● 課題文
......

ジャパンカップダート/平林雅芳の目

トピックス

日曜阪神11R
ジャパンカップダート(GⅠ)
ダ1800m
勝ちタイム1.49.9

勝ち馬:エスポワールシチー
(牡4、栗東・安達厩舎)

■エスポワールシチー、GⅠ一人旅で楽勝だった!

かしわ記念、南部杯とGⅠを連勝中のエスポワールシチーが、好枠も得て前売り段階から1番人気の支持。
並んだのはゲートだけと、完璧な勝利でJRAのGⅠ初勝利を逃げ切りで飾った。

ポンと好スタートから逃げるエスポワールシチー。
2番手にアメリカからの遠征馬ティズウェイが行くが、競りに行く気もなし。
結局、2コーナーを廻ってから実に落ち着いた流れとなり、1000メートル通過が1.00.7とこれ以上ないペースで行けた。
4コーナーを廻っても後続との差は詰まらず、3馬身以上もの差をあけての楽勝劇となった。

いや~今回もまた競馬ファンの底力には恐れ入る。
土曜朝からJCダートの単勝オッズばかり眺めていたが、ずーっと一貫して1番人気はエスポワールシチー。
展開面ではこの馬が行くのも良く判る。でもそれだけが全てではない。
『ここまで培ってきたいろんな面でヴァーミリアンの方が上のはず』と思っていた。
しかし一方的な競馬で圧勝された後は、しばらく呆然とさせられていた。
競馬は本当に難しい。この前見たあれはもう過去の事なのかと・・。 ゲートが開いてやはりエスポワールシチーが出て行った。

外国馬のティズウェイもスッと前へ。
外からワンダースピードもいいダッシュで前へ行く構え。
しかし、最初のコーナーリングでエスポワールシチーが楽に先頭に立って、2番手ティズウェイと落ち着いた。
2コーナーを廻る時には、もうティズウェイとの差は2馬身ぐらいあったのではなかろうか。
ヴァーミリアンも、最初はそんなに後ろでなかったのだが、知らぬ間に中団より後ろめになっていた。

向う正面ではゆったりと進んでいるのが判る。

......

● 出題内容 A
以下のリストから、「below」という文字列を含む行を一つ残らず抜き出して示してください。

● 演習用リスト
......

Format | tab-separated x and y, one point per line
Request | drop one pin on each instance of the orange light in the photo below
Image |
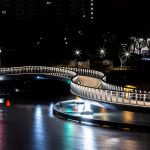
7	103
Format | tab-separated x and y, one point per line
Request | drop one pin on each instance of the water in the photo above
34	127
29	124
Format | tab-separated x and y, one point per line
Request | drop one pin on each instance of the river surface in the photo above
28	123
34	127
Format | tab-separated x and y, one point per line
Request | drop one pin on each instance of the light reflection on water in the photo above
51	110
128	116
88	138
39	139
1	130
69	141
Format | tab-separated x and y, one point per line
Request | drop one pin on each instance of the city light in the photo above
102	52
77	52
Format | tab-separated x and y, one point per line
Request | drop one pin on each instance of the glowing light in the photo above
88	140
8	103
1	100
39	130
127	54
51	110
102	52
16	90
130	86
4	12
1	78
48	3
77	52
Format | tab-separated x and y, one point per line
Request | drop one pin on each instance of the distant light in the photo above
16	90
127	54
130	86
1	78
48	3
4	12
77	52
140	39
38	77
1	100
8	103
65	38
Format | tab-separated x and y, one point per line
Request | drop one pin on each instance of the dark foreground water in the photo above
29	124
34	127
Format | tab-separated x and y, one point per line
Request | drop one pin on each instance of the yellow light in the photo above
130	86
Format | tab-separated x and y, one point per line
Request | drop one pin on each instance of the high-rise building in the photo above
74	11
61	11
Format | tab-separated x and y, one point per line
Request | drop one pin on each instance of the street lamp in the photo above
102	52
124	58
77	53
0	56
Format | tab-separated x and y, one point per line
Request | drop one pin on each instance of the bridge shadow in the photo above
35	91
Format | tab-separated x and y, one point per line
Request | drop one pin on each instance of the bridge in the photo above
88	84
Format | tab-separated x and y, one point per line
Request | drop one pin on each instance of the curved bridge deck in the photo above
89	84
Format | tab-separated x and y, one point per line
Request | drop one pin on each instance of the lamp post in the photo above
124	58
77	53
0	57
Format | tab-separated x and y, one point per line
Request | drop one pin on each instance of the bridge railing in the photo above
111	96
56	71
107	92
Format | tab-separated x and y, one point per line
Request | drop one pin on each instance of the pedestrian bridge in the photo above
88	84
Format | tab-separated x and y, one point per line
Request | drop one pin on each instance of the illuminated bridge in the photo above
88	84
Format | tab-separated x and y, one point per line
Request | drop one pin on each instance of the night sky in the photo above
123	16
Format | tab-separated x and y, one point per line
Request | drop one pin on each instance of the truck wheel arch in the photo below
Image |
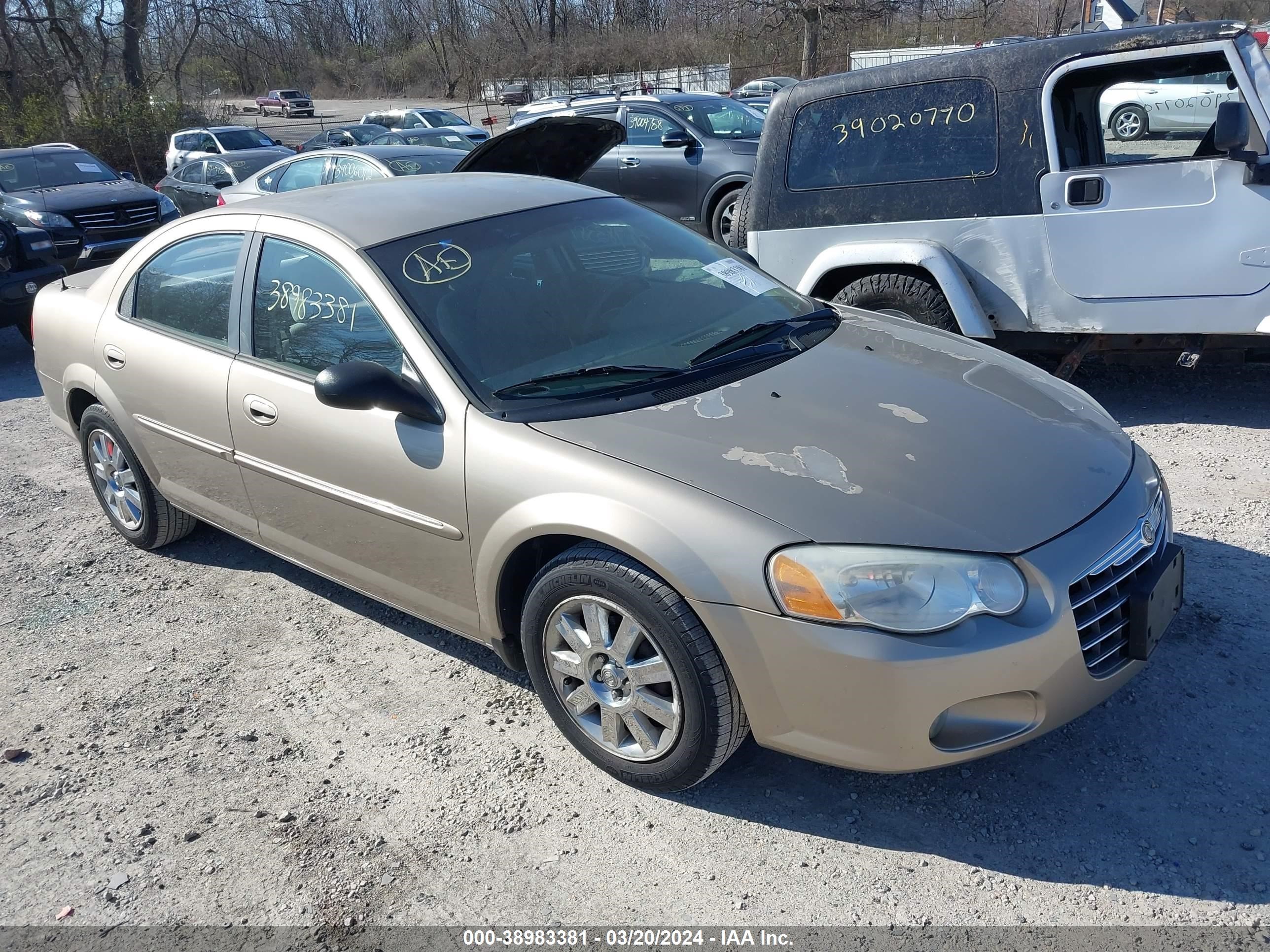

......

● 出題内容 B
課題文によると、エスポワールシチーがこのレースの前に連勝していたGⅠはどの二つですか。

● 模範解答 A
Request | drop one pin on each instance of the orange light in the photo below
Request | drop one pin on each instance of the truck wheel arch in the photo below

● 模範解答 B
かしわ記念と南部杯です。